What follows is a set of records; restate each one word for word and drop the pictures.
══ Information supplied ══
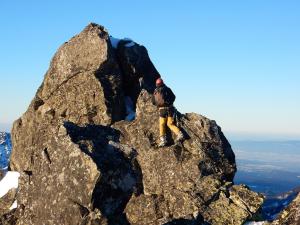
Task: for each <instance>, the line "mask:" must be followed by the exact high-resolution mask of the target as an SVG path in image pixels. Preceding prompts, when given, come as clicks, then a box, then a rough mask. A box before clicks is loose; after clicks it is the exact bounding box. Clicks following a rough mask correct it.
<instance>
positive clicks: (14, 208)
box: [9, 200, 18, 210]
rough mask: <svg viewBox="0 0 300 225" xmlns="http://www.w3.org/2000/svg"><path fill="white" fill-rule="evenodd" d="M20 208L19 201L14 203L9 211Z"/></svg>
mask: <svg viewBox="0 0 300 225" xmlns="http://www.w3.org/2000/svg"><path fill="white" fill-rule="evenodd" d="M17 207H18V203H17V200H15V201H14V203H13V204H12V205H11V207H10V208H9V210H12V209H15V208H17Z"/></svg>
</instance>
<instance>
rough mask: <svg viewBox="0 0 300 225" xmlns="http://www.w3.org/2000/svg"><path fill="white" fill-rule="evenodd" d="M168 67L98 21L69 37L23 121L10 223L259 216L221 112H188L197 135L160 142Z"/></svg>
mask: <svg viewBox="0 0 300 225" xmlns="http://www.w3.org/2000/svg"><path fill="white" fill-rule="evenodd" d="M159 76H160V75H159V74H158V72H157V71H156V69H155V67H154V66H153V64H152V62H151V60H150V59H149V56H148V53H147V51H146V49H145V48H144V47H143V46H140V45H138V44H130V45H129V47H128V45H127V47H126V42H124V43H122V41H121V42H120V43H119V45H118V47H117V49H114V48H112V45H111V43H110V41H109V38H108V34H107V32H106V30H105V29H104V28H103V27H102V26H99V25H96V24H90V25H88V26H87V27H86V28H85V29H84V30H83V31H82V32H81V33H80V34H79V35H77V36H75V37H73V38H72V39H71V40H70V41H69V42H67V43H65V44H64V45H63V46H62V47H60V48H59V50H58V51H57V53H56V54H55V56H54V58H53V60H52V62H51V65H50V68H49V70H48V72H47V73H46V76H45V78H44V81H43V83H42V85H41V87H40V88H39V89H38V91H37V93H36V96H35V98H34V99H33V101H32V102H31V104H30V106H29V108H28V110H27V111H26V112H25V113H24V115H23V116H22V117H21V118H20V119H19V120H17V121H16V122H15V123H14V125H13V130H12V142H13V151H12V155H11V161H10V169H12V170H16V171H19V172H20V173H21V177H20V180H19V191H18V194H17V200H18V208H17V209H16V210H15V211H13V212H9V213H8V214H6V217H5V218H8V219H5V218H4V217H2V218H1V221H2V223H3V224H19V225H40V224H66V225H69V224H70V225H74V224H80V225H83V224H93V225H102V224H103V225H104V224H110V225H112V224H115V225H123V224H124V225H127V224H141V225H146V224H201V223H205V224H216V225H219V224H233V225H238V224H242V223H243V222H244V221H245V220H246V219H249V218H251V217H252V215H253V214H254V213H255V212H256V211H257V210H258V209H259V207H260V205H261V203H262V200H263V198H262V196H260V195H258V194H257V193H254V192H252V191H250V190H249V189H248V188H247V187H245V186H243V185H239V186H236V185H234V184H233V183H232V181H233V177H234V174H235V172H236V164H235V156H234V153H233V151H232V149H231V146H230V144H229V142H228V141H227V140H226V138H225V136H224V135H223V133H222V131H221V128H220V127H219V126H218V125H217V124H216V122H215V121H213V120H209V119H207V118H205V117H203V116H201V115H197V114H194V113H189V114H185V115H182V114H179V118H178V123H179V125H180V127H181V128H182V131H183V132H184V134H185V136H186V139H187V140H186V141H184V142H183V143H182V144H176V143H174V141H173V140H174V137H173V136H172V134H171V133H169V134H168V137H169V139H170V145H169V146H167V147H165V148H158V147H157V140H158V133H159V132H158V112H157V109H156V107H155V106H153V105H152V103H151V97H152V94H151V93H152V91H153V88H154V84H153V82H154V81H155V79H156V78H157V77H159ZM141 78H142V79H141ZM141 81H142V85H141ZM138 84H139V85H138ZM129 89H133V91H132V92H130V91H129ZM141 89H142V90H141ZM128 96H129V97H130V98H131V99H132V100H133V102H134V103H136V104H135V105H136V119H135V120H134V121H132V122H128V121H124V120H123V119H124V118H125V114H124V112H125V110H124V109H125V106H124V98H125V97H128ZM135 98H136V99H135ZM9 221H12V222H9Z"/></svg>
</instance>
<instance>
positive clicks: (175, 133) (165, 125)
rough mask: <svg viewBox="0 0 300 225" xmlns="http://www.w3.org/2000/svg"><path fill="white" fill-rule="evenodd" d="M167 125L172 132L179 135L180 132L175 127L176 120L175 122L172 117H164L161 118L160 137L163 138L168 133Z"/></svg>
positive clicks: (176, 128)
mask: <svg viewBox="0 0 300 225" xmlns="http://www.w3.org/2000/svg"><path fill="white" fill-rule="evenodd" d="M166 125H167V126H168V127H169V128H170V129H171V131H173V132H174V133H175V134H176V135H178V134H179V132H180V130H179V128H178V127H176V126H175V125H174V120H173V117H171V116H168V117H166V118H164V117H159V134H160V137H161V136H165V135H166V133H167V130H166V128H167V127H166Z"/></svg>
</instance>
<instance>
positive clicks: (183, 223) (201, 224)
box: [164, 215, 211, 225]
mask: <svg viewBox="0 0 300 225" xmlns="http://www.w3.org/2000/svg"><path fill="white" fill-rule="evenodd" d="M164 225H211V224H210V223H208V222H205V221H204V219H203V217H202V216H201V215H198V216H197V218H195V219H175V220H172V221H170V222H168V223H165V224H164Z"/></svg>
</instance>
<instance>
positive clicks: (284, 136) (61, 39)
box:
═══
## Result
Task: for each <instance>, the line "mask:" must be followed by the exact high-resolution mask of the target as an SVG path in image pixels. Preceding prompts, when given, come as clicks, then a box, then a rough mask. A box before clicks is loose; after clicks it is the exact bounding box. Clicks following a rough mask correct it.
<instance>
positive clicks: (14, 208)
box: [9, 200, 18, 210]
rough mask: <svg viewBox="0 0 300 225" xmlns="http://www.w3.org/2000/svg"><path fill="white" fill-rule="evenodd" d="M20 208L19 201L14 203L9 211Z"/></svg>
mask: <svg viewBox="0 0 300 225" xmlns="http://www.w3.org/2000/svg"><path fill="white" fill-rule="evenodd" d="M17 207H18V203H17V200H15V201H14V203H13V204H12V205H11V207H10V208H9V210H12V209H15V208H17Z"/></svg>
</instance>
<instance>
rough mask: <svg viewBox="0 0 300 225" xmlns="http://www.w3.org/2000/svg"><path fill="white" fill-rule="evenodd" d="M168 67L98 21L69 37L23 121L10 223L259 216L221 112H188L197 135L160 142Z"/></svg>
mask: <svg viewBox="0 0 300 225" xmlns="http://www.w3.org/2000/svg"><path fill="white" fill-rule="evenodd" d="M159 76H160V75H159V74H158V72H157V71H156V69H155V67H154V66H153V64H152V62H151V60H150V59H149V56H148V53H147V51H146V49H145V48H144V47H143V46H140V45H138V44H130V45H129V47H128V45H127V47H126V42H124V43H122V41H121V42H120V43H119V45H118V47H117V49H114V48H112V45H111V43H110V41H109V38H108V34H107V32H106V30H105V29H104V28H103V27H102V26H99V25H96V24H90V25H88V26H87V27H86V28H85V29H84V30H83V31H82V32H81V33H80V34H79V35H77V36H75V37H73V38H72V39H71V40H70V41H69V42H67V43H65V44H64V45H63V46H62V47H60V48H59V50H58V51H57V53H56V54H55V56H54V58H53V60H52V62H51V65H50V68H49V70H48V72H47V73H46V76H45V78H44V81H43V83H42V85H41V87H40V88H39V89H38V91H37V93H36V96H35V98H34V99H33V101H32V102H31V104H30V106H29V108H28V110H27V111H26V112H25V113H24V115H23V116H22V117H21V118H20V119H19V120H17V121H16V122H15V123H14V125H13V130H12V142H13V151H12V155H11V161H10V169H12V170H16V171H19V172H20V173H21V177H20V180H19V191H18V194H17V200H18V208H17V209H16V210H15V211H13V212H9V213H8V214H6V217H5V218H8V219H5V218H4V217H2V218H1V221H2V223H3V224H19V225H40V224H66V225H69V224H70V225H74V224H80V225H83V224H93V225H102V224H103V225H104V224H110V225H112V224H115V225H123V224H124V225H127V224H141V225H146V224H201V223H205V224H216V225H219V224H233V225H238V224H242V223H243V222H244V221H245V220H246V219H249V218H251V217H252V215H253V214H254V213H255V212H256V211H257V210H258V209H259V207H260V205H261V203H262V200H263V198H262V196H260V195H258V194H257V193H254V192H252V191H250V190H249V189H248V188H247V187H245V186H243V185H239V186H236V185H234V184H233V183H232V181H233V177H234V174H235V172H236V164H235V156H234V153H233V151H232V149H231V146H230V144H229V142H228V141H227V140H226V138H225V136H224V135H223V133H222V131H221V128H220V127H219V126H218V125H217V124H216V122H215V121H213V120H209V119H207V118H205V117H203V116H201V115H197V114H194V113H189V114H185V115H182V114H179V118H178V123H179V125H180V127H181V128H182V131H183V132H184V134H185V136H186V139H187V140H186V141H184V142H183V143H182V144H176V143H174V141H173V140H174V137H173V136H172V134H171V133H169V134H168V137H169V139H170V145H169V146H167V147H165V148H158V147H157V140H158V133H159V132H158V112H157V109H156V107H155V106H153V105H152V103H151V97H152V94H151V93H152V91H153V88H154V84H153V82H154V81H155V79H156V78H157V77H159ZM141 78H142V79H141ZM141 81H142V85H141ZM138 84H139V85H138ZM129 89H133V91H132V92H130V91H129ZM141 89H142V90H141ZM128 96H129V97H130V98H131V99H132V100H133V102H134V103H136V104H135V105H136V119H135V120H134V121H132V122H128V121H124V120H123V119H124V118H125V114H124V112H125V110H124V109H125V106H124V98H125V97H128ZM135 98H136V99H135ZM9 221H12V222H9Z"/></svg>
</instance>
<instance>
positive clicks: (175, 133) (165, 125)
rough mask: <svg viewBox="0 0 300 225" xmlns="http://www.w3.org/2000/svg"><path fill="white" fill-rule="evenodd" d="M167 125L172 132L179 135L180 132L175 127L176 120L175 122L172 117H164L161 118L160 137L163 138L168 133Z"/></svg>
positive clicks: (176, 128)
mask: <svg viewBox="0 0 300 225" xmlns="http://www.w3.org/2000/svg"><path fill="white" fill-rule="evenodd" d="M166 125H167V126H168V127H169V128H170V129H171V131H173V132H174V133H175V134H176V135H178V134H179V132H180V130H179V128H178V127H176V126H175V125H174V120H173V117H171V116H168V117H166V118H164V117H159V134H160V137H161V136H165V135H166V133H167V130H166V128H167V127H166Z"/></svg>
</instance>
<instance>
positive clicks: (183, 223) (201, 224)
box: [164, 215, 211, 225]
mask: <svg viewBox="0 0 300 225" xmlns="http://www.w3.org/2000/svg"><path fill="white" fill-rule="evenodd" d="M164 225H211V224H210V223H208V222H205V221H204V219H203V217H202V216H201V215H198V216H197V218H195V219H175V220H172V221H170V222H168V223H165V224H164Z"/></svg>
</instance>
<instance>
positive clicks: (284, 136) (61, 39)
box:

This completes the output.